> Task description:
Quote the records that follow in full and exactly; leave out the pictures.

> Supplied data:
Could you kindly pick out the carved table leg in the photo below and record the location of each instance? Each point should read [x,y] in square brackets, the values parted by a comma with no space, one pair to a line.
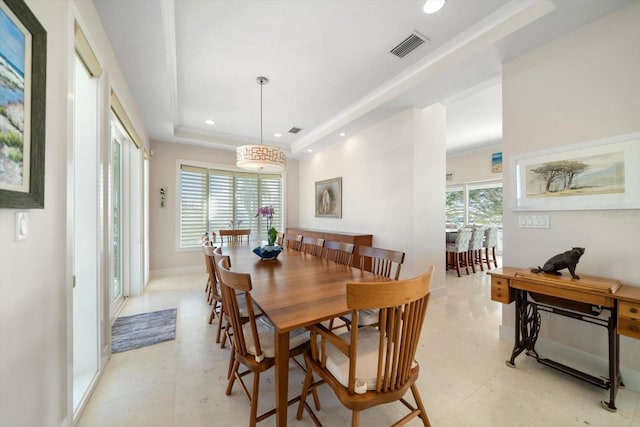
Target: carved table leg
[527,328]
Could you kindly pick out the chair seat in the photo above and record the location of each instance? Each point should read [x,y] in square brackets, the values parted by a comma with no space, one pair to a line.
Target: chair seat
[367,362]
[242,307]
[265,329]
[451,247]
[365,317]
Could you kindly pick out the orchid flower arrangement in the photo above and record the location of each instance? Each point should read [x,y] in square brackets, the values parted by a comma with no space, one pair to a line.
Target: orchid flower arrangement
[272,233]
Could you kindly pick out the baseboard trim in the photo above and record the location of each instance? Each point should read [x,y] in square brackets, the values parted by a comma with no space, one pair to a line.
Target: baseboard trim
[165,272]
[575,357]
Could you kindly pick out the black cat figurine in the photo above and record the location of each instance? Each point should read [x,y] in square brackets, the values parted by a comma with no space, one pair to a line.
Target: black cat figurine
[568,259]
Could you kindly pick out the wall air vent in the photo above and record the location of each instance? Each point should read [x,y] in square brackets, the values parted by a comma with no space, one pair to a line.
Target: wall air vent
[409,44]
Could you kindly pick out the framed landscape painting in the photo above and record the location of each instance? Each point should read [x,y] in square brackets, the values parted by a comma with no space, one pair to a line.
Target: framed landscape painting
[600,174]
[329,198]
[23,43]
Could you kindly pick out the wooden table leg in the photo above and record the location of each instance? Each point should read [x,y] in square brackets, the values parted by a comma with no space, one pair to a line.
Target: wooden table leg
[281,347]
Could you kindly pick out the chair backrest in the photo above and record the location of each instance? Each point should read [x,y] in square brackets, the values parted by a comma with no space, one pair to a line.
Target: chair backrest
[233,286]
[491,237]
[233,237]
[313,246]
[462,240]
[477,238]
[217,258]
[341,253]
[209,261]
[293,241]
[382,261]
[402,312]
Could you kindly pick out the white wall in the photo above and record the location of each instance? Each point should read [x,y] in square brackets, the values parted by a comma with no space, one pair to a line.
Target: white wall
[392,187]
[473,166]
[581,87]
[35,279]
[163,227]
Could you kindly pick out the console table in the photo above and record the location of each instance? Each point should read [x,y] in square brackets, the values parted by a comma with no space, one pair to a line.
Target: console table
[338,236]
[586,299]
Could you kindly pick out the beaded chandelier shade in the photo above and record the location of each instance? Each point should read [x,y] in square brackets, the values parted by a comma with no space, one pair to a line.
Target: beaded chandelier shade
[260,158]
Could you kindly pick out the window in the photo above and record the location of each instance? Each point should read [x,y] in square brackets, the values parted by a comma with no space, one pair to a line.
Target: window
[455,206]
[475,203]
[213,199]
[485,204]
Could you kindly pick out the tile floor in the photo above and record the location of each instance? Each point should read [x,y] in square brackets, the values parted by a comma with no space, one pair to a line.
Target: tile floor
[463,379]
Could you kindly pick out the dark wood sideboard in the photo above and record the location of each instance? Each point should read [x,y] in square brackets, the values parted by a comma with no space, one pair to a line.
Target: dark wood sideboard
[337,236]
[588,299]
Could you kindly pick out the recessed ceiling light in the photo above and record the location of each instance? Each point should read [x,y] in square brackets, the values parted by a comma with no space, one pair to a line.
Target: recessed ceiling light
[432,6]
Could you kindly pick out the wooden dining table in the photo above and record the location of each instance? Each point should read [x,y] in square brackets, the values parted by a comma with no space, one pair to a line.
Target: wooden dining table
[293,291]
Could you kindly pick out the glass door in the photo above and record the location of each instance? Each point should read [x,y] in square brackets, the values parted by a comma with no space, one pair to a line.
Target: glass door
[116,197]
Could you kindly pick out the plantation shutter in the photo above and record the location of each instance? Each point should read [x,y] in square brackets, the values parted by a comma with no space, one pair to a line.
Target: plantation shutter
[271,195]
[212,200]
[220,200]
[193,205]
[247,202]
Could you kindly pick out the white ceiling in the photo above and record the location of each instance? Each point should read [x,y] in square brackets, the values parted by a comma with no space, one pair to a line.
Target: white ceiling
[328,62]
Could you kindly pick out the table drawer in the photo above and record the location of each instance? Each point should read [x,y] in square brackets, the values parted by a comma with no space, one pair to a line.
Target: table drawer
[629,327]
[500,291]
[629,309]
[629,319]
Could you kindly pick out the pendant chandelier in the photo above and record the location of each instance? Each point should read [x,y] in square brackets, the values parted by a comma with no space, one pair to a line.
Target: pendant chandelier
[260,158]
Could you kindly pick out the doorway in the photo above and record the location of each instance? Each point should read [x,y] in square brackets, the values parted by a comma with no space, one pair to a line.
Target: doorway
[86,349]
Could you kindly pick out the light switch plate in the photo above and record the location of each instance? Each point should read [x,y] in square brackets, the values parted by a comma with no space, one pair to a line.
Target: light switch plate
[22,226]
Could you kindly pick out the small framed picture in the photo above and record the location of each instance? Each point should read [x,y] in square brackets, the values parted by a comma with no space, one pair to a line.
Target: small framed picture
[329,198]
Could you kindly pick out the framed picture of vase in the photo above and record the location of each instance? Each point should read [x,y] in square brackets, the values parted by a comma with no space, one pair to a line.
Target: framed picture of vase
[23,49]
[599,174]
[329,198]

> Answer space:
Could you kindly pick out the carved table leg in the photo below and record the location of each instance? Each point should read [x,y] in square brackets, the values parted by a comma with no space, one pair to a line.
Target: carved table leg
[527,328]
Could you kindly pick out the chair seat in the photo above and record the location of each instance? Each point should read [x,y] in square brackets, the values parted by a comma with no space, one pair to a line.
Target: chair seat
[367,362]
[242,307]
[265,329]
[451,247]
[365,317]
Could you kindly pick out the orchid flower arrangement in the photo above and record the location of each instance? Each point should read [x,y] in square brackets, the values parted by a comma with no space, one pair to a line.
Target: orchid flower arrangement
[272,233]
Could you kindly pick out the baseboard trim in the photo above and record the location of each instance? Each point should read [x,y] in square brackets, the values parted by a comma with no space, one pair to a line.
Target: baseboard trim
[165,272]
[575,357]
Could you kindly pick out the black cat figurine in the photo above and record the location of each instance? Each point should read [x,y] in square brackets, the values parted by a comma with no space, one pair to a line.
Target: black cat figurine
[568,259]
Could you kindly pick out the wall air vent in the photo above and record the location of each instance? Each point should read [x,y] in square brackets, the values parted by a comma with no space, one pair to a line.
Target: wall air vent
[409,44]
Could you kindly pick out the framed landscape painting in the photo above and record the location of each instance? Each point should read [x,y] in square brackets, the values parted by a comma with no space, one pair to a line.
Target: framed landscape painting
[600,174]
[329,198]
[23,43]
Could you kindly pick out the wooden table leg in the photo above and record the location of each instance? Each point should read [x,y] in square brackets, the values parted by a comma with no space, one pair to a line.
Target: wooden table leg
[281,347]
Could you kindly pick out the chair backrest in the photo above and record the location of each instance? Each point should read [x,y] in square brackets, the values parted by a comma with no space, one pair to a line.
Target: chair backrest
[233,286]
[491,237]
[233,237]
[313,246]
[462,240]
[477,238]
[217,258]
[341,253]
[209,261]
[293,241]
[382,261]
[402,312]
Could you kindly pick out the white wall in the photo above and record the location of each instance? Each point should read [x,y] in square brackets, the values parted by a comma with no space, one pair to a line.
Target: white wall
[392,187]
[473,166]
[581,87]
[35,279]
[163,227]
Could you kindly pick out the console table in the photo above and record the location of each instance? Each point should read [x,y] in square brackets, the values parted by a comma with no space, one pair to a line.
Target: console table
[338,236]
[586,299]
Could you kindly pick out the beaded chandelier shade in the photo above and record the location of each instance? Each point should read [x,y] in square brackets, the values parted by a comma with no space, one pair to a line.
Target: beaded chandelier shade
[260,158]
Could you kindly pick out the window in the photo above and record the location of each instance? Each point should read [x,y] in square brackets, the values parted by a comma with no space, one pair to a line.
Target: window
[455,206]
[475,203]
[213,199]
[485,204]
Could you kindly pick out the tile floor in the photo above and record the location of each instance? Each point should read [x,y] in square brackets, the values parted by a comma with no space, one pair to a line.
Target: tile floor
[463,379]
Could you kindly pick out the dark wood sideboard in the photo above and record the location of each instance? Each point should read [x,y] in square brackets, the values parted by a comma with no space, one pair to a line.
Target: dark wood sideboard
[337,236]
[588,299]
Could you kindly pick out the recessed ceiling light in the photo above and record the location of each instance? Each point should read [x,y] in square brackets, the values parted by a comma with no space, one pair to a line.
Target: recessed ceiling light
[432,6]
Could you kindly pick out the wooden dining table in the photo above and record the location of each instance? Each point should read [x,y] in square brackets, the values parted by a comma with no space, one pair to a line.
Target: wooden dining table
[293,291]
Could you kindly pick out the glass door in the photo above and record the location of each instance? Each point should read [x,y] in square brackets, the values parted by a comma with no space, one pair to a line.
Target: glass door
[116,197]
Could you kindly pick out the plantation shutter in the photo above and record the location of each instance? Each point should read [x,y] in square brackets, the values parted by a comma with no space, one pair to a line.
Target: plantation shutter
[271,195]
[212,200]
[220,200]
[193,205]
[247,202]
Could you kindly pick out the white ceiling in the photo above and record the location of each instance? Each point should read [x,y] in square brackets, the values parted by a comma with no space, one pair to a line.
Target: white ceiling
[328,62]
Could you kindly pick out the table drawer in the photo above and record the location of each instance? Each point should read [x,y] in square brackets, the values parted by a comma with no space, one pair to a line.
Target: table drawer
[629,327]
[500,291]
[629,309]
[629,319]
Could you kindly pick out the pendant chandelier in the photo above and record the location of each instance? Each point should read [x,y] in square brackets, the values parted by a comma with no space, one pair to a line.
Target: pendant chandelier
[260,158]
Could you kindly pick out the doorway in the photo above and record the location of each instance? Each point should read [x,y] in square brackets, the values parted by a comma with no space, one pair to a line.
Target: doorway
[86,349]
Could you kindly pick out the light switch plate in the photo above and record the location of each instance? Each point should read [x,y] in square brackets, the values parted by a comma with no space, one pair to a line.
Target: light switch plate
[22,226]
Could you kindly pick out the small framed picture in the photo above and record the location of each instance? Each point should read [x,y] in square brackets, the values parted by a comma with no space, one pair to a line.
Target: small framed picture
[329,198]
Could you kindly pick out the framed picture of vase in the photo above and record the location of each instance? Each point should read [x,y] in square brackets, the values parted by a comma with no space, one pair to a line.
Target: framed picture of vase
[23,49]
[599,174]
[329,198]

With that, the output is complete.